Exercise » Transcribe word for word the stretch from the line containing "the black feathered" through the end of the items below.

[Entries for pointing and labeling]
=-=-=

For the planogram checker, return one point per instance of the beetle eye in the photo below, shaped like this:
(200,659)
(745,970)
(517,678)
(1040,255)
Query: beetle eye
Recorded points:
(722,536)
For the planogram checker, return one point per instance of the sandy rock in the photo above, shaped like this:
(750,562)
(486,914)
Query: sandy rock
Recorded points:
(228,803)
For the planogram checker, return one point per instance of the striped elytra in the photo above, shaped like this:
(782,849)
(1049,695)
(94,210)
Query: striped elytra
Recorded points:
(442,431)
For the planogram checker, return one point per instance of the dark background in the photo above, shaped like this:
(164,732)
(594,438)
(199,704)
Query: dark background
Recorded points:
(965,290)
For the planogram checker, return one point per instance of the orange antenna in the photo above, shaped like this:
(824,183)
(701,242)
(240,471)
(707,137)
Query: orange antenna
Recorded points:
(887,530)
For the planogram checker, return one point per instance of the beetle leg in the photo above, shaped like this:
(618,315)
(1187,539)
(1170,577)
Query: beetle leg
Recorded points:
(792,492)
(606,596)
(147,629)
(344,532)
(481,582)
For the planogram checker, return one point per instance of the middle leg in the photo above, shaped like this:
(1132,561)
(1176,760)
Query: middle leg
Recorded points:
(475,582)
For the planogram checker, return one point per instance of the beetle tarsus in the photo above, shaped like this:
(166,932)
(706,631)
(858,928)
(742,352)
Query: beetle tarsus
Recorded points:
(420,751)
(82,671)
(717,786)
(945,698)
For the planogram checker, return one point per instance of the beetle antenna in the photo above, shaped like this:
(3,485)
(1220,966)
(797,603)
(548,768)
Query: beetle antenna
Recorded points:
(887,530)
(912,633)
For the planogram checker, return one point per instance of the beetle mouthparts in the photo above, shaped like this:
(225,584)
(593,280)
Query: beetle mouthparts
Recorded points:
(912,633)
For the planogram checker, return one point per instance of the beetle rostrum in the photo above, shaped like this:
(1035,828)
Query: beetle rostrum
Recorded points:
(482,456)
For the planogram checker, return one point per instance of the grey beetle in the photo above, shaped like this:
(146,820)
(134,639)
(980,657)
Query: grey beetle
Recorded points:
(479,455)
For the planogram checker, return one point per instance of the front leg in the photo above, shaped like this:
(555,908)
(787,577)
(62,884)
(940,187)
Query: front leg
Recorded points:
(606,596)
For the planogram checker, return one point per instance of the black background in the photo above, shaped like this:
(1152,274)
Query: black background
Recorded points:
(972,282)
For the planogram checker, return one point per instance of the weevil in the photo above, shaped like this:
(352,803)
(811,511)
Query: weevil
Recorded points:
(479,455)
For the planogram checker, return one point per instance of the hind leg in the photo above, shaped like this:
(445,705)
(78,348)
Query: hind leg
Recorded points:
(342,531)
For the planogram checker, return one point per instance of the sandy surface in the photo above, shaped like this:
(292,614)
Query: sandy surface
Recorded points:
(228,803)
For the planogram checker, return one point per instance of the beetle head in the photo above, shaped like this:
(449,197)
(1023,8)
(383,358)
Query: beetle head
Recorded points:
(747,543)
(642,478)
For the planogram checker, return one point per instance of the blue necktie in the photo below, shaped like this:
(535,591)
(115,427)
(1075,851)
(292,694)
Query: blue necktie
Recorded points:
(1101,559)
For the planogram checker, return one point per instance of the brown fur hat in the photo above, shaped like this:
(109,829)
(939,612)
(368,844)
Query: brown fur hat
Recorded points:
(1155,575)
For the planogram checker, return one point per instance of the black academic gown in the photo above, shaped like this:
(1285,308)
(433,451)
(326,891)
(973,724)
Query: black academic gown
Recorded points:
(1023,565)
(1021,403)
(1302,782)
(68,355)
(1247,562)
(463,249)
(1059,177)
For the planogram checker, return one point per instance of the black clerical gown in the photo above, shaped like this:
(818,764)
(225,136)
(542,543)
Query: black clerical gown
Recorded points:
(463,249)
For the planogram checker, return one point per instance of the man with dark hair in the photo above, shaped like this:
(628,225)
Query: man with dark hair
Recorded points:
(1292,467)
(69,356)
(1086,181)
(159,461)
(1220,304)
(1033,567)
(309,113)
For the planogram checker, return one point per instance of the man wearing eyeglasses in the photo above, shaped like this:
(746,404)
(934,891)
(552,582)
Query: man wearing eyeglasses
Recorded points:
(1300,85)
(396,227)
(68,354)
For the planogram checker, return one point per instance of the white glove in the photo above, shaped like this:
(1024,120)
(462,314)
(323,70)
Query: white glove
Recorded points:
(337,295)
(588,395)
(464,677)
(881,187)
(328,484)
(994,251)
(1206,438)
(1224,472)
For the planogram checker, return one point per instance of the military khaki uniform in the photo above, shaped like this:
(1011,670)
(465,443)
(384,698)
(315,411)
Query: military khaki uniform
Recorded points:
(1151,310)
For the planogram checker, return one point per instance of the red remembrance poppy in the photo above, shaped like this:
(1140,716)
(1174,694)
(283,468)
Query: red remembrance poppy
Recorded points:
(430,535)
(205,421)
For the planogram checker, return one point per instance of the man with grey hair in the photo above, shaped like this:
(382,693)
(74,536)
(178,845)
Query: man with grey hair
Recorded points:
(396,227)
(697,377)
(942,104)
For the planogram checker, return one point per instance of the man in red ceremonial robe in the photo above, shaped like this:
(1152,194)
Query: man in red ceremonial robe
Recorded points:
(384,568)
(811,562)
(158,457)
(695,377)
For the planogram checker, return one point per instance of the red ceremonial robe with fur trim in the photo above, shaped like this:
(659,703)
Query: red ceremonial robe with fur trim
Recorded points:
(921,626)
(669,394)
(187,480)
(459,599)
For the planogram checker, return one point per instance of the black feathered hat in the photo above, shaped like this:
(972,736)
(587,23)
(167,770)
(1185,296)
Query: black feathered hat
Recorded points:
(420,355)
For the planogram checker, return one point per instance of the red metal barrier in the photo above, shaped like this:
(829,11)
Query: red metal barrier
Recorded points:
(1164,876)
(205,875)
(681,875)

=-=-=

Finished exercise »
For the planogram checker, return one point per instance of the black feathered hat in the photo above, shaped like this:
(972,736)
(587,23)
(167,770)
(1185,296)
Query: black feathered hat
Recorded points:
(420,355)
For the planogram checker, return one point per instance of the red metal barrier in the photo above, shaped like this:
(829,11)
Query: red metal barrier
Recorded points:
(1164,876)
(205,875)
(681,875)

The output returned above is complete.